Work to complete:
Quote exactly, and only, the lines from the one with "Guideline: for each instance of the basilica column, imagine" through the end of the listing.

Stored entries

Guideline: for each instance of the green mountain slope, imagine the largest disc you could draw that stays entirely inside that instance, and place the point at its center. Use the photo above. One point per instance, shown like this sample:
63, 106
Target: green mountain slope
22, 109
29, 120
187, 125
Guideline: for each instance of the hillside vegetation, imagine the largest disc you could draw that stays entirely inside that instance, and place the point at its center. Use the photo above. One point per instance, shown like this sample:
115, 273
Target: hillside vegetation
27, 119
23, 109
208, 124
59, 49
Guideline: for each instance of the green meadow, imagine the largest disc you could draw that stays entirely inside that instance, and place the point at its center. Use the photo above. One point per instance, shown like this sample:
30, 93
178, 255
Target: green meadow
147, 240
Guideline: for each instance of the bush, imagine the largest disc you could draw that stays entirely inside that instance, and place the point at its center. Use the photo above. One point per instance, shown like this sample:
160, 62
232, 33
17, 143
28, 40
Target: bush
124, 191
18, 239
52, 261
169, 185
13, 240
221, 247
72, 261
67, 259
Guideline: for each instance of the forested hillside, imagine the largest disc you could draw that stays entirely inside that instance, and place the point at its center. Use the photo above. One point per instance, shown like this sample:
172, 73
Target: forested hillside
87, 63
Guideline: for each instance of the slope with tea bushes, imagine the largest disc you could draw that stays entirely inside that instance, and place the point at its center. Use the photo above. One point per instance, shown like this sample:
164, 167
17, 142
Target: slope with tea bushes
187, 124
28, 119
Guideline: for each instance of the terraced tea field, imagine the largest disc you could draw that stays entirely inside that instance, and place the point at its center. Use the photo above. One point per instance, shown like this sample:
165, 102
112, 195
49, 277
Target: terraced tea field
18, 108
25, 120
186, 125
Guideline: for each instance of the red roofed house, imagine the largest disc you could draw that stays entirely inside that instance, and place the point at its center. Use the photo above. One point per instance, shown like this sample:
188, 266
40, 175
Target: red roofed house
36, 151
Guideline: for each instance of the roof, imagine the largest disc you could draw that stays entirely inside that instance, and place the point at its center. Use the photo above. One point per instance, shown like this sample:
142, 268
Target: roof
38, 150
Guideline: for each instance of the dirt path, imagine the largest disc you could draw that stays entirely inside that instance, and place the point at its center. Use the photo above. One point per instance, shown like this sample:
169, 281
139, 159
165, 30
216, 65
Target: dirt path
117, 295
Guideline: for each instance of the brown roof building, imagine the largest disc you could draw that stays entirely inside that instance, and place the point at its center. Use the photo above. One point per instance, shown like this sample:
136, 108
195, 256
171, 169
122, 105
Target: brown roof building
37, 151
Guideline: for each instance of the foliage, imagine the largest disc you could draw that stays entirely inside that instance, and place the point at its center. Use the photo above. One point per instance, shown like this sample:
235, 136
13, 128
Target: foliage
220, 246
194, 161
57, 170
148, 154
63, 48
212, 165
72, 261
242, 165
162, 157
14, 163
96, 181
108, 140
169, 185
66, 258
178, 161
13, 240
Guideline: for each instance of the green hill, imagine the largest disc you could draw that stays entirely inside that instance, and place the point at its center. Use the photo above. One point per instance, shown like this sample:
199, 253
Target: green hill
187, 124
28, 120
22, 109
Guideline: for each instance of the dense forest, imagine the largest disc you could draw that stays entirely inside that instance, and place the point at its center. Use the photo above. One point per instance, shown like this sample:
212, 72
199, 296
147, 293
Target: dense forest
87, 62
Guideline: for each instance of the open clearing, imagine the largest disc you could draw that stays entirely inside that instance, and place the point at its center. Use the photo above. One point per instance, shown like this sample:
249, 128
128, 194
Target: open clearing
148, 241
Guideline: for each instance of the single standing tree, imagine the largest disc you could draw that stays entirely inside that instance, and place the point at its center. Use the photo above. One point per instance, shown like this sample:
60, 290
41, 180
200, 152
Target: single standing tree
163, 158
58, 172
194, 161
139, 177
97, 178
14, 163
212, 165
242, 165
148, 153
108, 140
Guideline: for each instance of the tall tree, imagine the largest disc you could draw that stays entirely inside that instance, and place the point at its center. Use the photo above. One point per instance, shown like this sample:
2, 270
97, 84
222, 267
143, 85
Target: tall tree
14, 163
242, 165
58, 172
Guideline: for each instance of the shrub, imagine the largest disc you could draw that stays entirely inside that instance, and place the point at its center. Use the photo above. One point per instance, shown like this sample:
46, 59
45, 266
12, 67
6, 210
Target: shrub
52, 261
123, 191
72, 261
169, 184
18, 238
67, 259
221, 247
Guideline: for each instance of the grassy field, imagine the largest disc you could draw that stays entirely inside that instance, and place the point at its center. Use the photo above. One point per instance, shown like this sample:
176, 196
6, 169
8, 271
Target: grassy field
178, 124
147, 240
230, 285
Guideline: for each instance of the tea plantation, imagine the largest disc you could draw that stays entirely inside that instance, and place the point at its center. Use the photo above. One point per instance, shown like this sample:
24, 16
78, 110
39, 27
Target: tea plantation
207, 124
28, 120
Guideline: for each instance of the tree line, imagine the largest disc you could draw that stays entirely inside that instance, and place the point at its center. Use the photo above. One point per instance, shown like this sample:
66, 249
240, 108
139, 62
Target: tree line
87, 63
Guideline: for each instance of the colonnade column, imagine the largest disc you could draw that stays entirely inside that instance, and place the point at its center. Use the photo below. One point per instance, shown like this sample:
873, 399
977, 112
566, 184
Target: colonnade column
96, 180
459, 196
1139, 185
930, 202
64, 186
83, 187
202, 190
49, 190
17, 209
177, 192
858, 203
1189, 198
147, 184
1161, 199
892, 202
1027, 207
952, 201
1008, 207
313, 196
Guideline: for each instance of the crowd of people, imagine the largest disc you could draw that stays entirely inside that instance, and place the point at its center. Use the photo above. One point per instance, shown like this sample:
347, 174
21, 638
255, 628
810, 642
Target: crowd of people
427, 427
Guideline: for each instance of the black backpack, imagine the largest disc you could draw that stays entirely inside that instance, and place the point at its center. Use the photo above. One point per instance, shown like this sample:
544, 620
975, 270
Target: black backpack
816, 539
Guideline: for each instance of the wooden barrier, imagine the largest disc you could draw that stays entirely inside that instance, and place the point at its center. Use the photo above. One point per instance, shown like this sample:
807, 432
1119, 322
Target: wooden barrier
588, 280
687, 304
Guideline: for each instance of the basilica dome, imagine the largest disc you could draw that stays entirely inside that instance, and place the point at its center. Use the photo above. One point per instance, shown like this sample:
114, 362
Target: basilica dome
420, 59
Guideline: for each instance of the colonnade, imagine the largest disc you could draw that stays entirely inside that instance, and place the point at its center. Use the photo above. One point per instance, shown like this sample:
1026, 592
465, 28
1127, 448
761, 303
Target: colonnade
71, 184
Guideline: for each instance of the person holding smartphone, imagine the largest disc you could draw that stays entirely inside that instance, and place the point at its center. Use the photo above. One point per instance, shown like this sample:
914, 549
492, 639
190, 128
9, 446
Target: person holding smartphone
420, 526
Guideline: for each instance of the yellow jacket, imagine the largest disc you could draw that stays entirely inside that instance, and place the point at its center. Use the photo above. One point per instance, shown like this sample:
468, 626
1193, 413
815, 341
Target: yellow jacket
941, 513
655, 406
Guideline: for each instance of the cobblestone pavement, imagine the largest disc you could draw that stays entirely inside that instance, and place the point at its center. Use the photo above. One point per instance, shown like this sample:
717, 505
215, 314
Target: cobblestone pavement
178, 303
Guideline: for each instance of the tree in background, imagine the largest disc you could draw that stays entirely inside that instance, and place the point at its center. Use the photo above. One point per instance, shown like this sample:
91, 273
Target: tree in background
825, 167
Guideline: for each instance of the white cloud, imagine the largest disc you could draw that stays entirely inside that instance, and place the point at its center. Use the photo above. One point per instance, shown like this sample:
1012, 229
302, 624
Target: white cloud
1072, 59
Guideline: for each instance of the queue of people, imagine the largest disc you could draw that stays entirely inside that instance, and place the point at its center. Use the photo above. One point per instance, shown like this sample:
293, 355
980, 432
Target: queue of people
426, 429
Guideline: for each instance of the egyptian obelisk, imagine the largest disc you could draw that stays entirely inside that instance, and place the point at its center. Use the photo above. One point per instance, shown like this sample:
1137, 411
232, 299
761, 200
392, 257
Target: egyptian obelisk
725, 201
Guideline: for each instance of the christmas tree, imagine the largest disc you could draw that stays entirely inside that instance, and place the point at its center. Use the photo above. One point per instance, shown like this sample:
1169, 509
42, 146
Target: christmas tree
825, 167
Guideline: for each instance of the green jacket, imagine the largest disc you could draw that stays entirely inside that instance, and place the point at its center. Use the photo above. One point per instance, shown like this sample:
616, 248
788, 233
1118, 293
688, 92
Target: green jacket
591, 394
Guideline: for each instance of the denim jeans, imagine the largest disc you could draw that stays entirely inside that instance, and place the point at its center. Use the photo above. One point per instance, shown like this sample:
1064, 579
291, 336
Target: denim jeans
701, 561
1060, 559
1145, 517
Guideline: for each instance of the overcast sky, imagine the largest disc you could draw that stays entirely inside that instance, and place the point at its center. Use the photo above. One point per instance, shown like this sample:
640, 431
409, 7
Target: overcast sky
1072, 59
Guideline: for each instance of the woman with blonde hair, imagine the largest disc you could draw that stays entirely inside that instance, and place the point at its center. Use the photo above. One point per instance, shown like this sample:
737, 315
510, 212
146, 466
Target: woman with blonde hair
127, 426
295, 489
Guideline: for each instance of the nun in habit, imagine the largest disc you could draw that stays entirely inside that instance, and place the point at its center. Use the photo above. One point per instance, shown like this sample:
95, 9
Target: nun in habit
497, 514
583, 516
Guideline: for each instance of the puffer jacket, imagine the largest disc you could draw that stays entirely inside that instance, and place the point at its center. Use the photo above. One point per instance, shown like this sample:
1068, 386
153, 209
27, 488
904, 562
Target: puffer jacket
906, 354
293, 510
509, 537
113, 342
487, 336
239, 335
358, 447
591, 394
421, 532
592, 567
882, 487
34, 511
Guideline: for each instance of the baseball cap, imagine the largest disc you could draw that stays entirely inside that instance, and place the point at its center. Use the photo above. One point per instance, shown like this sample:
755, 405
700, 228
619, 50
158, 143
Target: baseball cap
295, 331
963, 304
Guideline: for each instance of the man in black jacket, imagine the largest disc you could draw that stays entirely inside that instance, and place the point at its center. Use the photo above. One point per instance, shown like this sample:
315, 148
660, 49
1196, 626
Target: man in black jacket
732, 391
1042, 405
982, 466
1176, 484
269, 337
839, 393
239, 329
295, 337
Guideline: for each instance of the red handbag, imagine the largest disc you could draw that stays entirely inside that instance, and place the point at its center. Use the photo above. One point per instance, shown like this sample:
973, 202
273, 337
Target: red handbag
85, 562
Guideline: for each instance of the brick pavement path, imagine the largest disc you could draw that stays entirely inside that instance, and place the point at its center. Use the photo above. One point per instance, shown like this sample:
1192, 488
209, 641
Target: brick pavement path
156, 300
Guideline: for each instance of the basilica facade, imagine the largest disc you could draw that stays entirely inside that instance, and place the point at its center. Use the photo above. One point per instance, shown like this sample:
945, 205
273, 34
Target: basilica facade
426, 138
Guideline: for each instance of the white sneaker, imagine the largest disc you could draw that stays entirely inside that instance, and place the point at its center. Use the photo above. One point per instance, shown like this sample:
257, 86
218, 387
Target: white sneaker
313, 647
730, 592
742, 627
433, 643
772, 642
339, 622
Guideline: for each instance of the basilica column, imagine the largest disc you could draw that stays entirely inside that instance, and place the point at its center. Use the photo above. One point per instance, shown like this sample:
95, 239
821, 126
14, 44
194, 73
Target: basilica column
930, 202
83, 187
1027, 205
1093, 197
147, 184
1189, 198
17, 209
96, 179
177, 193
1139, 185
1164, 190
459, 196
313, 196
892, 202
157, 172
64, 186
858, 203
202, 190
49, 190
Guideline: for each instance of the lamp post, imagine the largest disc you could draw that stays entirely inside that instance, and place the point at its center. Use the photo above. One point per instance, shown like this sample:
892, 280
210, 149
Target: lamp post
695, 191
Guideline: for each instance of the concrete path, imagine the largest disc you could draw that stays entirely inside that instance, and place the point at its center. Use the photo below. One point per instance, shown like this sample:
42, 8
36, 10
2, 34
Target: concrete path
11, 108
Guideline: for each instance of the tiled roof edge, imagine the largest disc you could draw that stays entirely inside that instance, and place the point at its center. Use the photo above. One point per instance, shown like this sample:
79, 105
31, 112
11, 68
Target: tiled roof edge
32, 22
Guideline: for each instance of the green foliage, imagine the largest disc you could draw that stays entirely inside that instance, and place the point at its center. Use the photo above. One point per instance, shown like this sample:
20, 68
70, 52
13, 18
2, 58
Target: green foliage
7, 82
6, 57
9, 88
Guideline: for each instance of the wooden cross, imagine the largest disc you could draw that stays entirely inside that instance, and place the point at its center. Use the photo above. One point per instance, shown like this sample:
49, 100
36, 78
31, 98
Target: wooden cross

Task solution:
Guideline: for each instance of the basilica column, imagine the largest disc you could draw that stays entirely inside that instance, and place the point at its center. Use the photo above. One point per instance, shown like this sample:
95, 239
821, 126
14, 44
194, 73
Target: basilica column
930, 202
83, 187
1027, 205
1093, 197
147, 184
1189, 198
17, 209
96, 179
177, 193
1139, 185
1164, 190
459, 196
313, 196
892, 202
157, 172
64, 186
858, 203
202, 190
49, 190
Guideline: for each instance of the lamp post, imagine the largest disc you could draw that stays entirely inside that instance, and place the point at its center. Use the photo above. One point per instance, shown like this sample:
892, 280
210, 149
Target: lamp post
695, 191
Guideline: for each instance of the concrete path, imagine the largest disc you could draw that stays entirely inside that instance, and place the point at its center. Use the photo below. One point per instance, shown like this sample:
42, 8
36, 10
2, 34
Target: concrete path
11, 108
Guideline: for each instance of the tiled roof edge, imagine the largest disc you could draw that stays entirely inside that instance, and place the point at its center. Use the photo above. One point per instance, shown like this sample:
79, 105
31, 112
11, 68
Target: tiled roof edge
32, 22
Guideline: for each instance of the green foliage, imagine the largest disc you could draw that stays entirely inside that instance, and place the point at its center. Use the photo above. One point per instance, shown like this sample:
20, 68
70, 52
13, 18
2, 58
Target: green foliage
7, 82
6, 57
9, 88
Guideline: for each instance of the wooden cross, imagine the largest disc you could draw that stays entirely inside that instance, and place the point at its center. Use the photo above. One point per instance, shown like this sample:
49, 100
36, 78
31, 98
Target: wooden cross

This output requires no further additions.